## WHAT TO DO
Pick up the forum thread about the 100M-row PHP challenge after its last comment and keep it going.

100M-Row Challenge with PHP

(github.com)

76 points | by brentroose 4 hours ago

6 comments

brentroose 4 hours ago
A month ago, I went on a performance quest trying to optimize a PHP script that took 5 days to run. Together with the help of many talented developers, I eventually got it to run in under 30 seconds. This optimization process with so much fun, and so many people pitched in with their ideas; so I eventually decided I wanted to do something more.
That's why I built a performance challenge for the PHP community
The goal of this challenge is to parse 100 million rows of data with PHP, as efficiently as possible. The challenge will run for about two weeks, and at the end there are some prizes for the best entries (amongst the prize is the very sought-after PhpStorm Elephpant, of which we only have a handful left).
I hope people will have fun with it :)
[-]
- Tade0 1 hour ago
  Pitch this to whoever is in charge of performance at Wordpress.
  A Wordpress instance will happily take over 20 seconds to fully load if you disable cache.
  [-]
  - embedding-shape 1 hour ago
    Microbenchmarks are very different from optimizing performance in real applications in wide use though, they could do great on this specific benchmark but still have no clue about how to actually make something large like Wordpress to perform OK out of the box.
  - monkey_monkey 15 minutes ago
    That's often a skill issue.
- user3939382 1 hour ago
  exec(‘c program that does the parsing’);
  Where do I get my prize? ;)
  [-]
  - brentroose 1 hour ago
    The FAQ states that solutions like FFI are not allowed because the goal is to solve it with PHP :)
    [-]
    - kpcyrd 31 minutes ago
      What about using the filesystem as an optimized dict implementation?
- gib444 1 hour ago
  > A month ago, I went on a performance quest trying to optimize a PHP script that took 5 days to run. Together with the help of many talented developers, I eventually got it to run in under 30 seconds
  That's a huge improvement! How much was low hanging fruit unrelated to the PHP interpreter itself, out of curiosity? (E.g. parallelism, faster SQL queries etc)

## ROWS
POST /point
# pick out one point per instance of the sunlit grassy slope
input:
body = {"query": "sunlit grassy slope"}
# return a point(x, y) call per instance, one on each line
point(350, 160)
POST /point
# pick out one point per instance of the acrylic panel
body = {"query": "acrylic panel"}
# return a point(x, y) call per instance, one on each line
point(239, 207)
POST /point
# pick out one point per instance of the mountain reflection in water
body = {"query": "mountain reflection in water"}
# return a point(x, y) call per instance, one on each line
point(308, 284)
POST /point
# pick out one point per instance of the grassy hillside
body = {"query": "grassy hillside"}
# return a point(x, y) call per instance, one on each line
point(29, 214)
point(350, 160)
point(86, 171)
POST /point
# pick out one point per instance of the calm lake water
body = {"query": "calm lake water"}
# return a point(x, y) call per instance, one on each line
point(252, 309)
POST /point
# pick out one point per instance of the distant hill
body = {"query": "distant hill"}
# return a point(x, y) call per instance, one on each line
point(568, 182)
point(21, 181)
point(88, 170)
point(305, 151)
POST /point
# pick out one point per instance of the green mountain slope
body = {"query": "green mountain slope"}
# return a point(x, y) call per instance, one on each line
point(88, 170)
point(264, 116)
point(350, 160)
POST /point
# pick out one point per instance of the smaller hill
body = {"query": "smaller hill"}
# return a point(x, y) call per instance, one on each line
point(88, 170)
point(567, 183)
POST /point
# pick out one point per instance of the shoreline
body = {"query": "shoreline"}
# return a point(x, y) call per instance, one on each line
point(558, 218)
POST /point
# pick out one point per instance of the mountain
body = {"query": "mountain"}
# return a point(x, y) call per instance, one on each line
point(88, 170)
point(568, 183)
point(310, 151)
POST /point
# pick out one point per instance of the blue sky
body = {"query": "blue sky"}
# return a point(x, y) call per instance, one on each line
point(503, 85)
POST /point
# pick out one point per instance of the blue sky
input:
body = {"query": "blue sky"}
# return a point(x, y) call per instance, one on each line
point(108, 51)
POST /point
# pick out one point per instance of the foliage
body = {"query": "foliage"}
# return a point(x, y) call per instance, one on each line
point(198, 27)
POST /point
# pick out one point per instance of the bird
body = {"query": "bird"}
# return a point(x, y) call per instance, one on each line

## RESPONSE TO THE EXERCISE
  [-]
  - brentroose 1 hour ago
    Almost all, actually. I wrote about it here: https://stitcher.io/blog/11-million-rows-in-seconds
    A couple of things I did:
    - Cursor based pagination - Combining insert statements - Using database transactions to prevent fsync calls - Moving calculations from the database to PHP - Avoiding serialization where possible
    [-]
    - tiffanyh 1 hour ago
      Aren’t these optimizations less about PHP, and more about optimizing how your using the database.
      [-]
      - hu3 42 minutes ago
        It's still valid as as example to the language community of how to apply these optimizations.
      - swasheck 39 minutes ago
        in all my years doing database tuning/admin/reliability/etc, performance have overwhelmingly been in the bad query/bad data pattern categories. the data platform is rarely the issue
pxtail 2 hours ago
Side note - I wasn't aware that there is active collectors scene for Elephpants, awesome!
https://elephpant.me/
[-]
- t1234s 1 hour ago
  Elephpants should be for second and third place. First place should be the double-clawed hammer.
- thih9 59 minutes ago
  Excellent project. My favorites: the joker, php storm, phplashy, Molly.
tveita 1 hour ago
> Also, the generator will use a seeded randomizer so that, for local development, you work on the same dataset as others
Except that the generator script generates dates relative to time() ?
Retr0id 1 hour ago
How large is a sample 100M row file in bytes? (I tried to run the generator locally but my php is not bleeding-edge enough)
[-]
- brentroose 1 hour ago
  Around 7GB
spiderfarmer 2 hours ago
Awesome. I’ll be following this. I’ll probably learn a ton.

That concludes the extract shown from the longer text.